━━━━━ The input

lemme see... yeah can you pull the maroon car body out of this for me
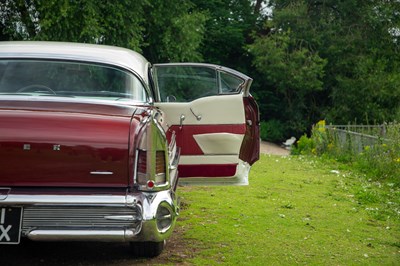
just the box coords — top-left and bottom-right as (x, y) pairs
(0, 42), (259, 257)
(1, 100), (138, 187)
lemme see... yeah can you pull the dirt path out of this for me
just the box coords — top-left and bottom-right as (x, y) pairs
(260, 141), (290, 155)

━━━━━━━━━━

Wherever "lemme" turns up in the records, copy the whole line.

Response to the task:
lemme see... yeah can you pull the maroon car body out of this for me
lemme see... yeah can you pull the dirt path out of this for me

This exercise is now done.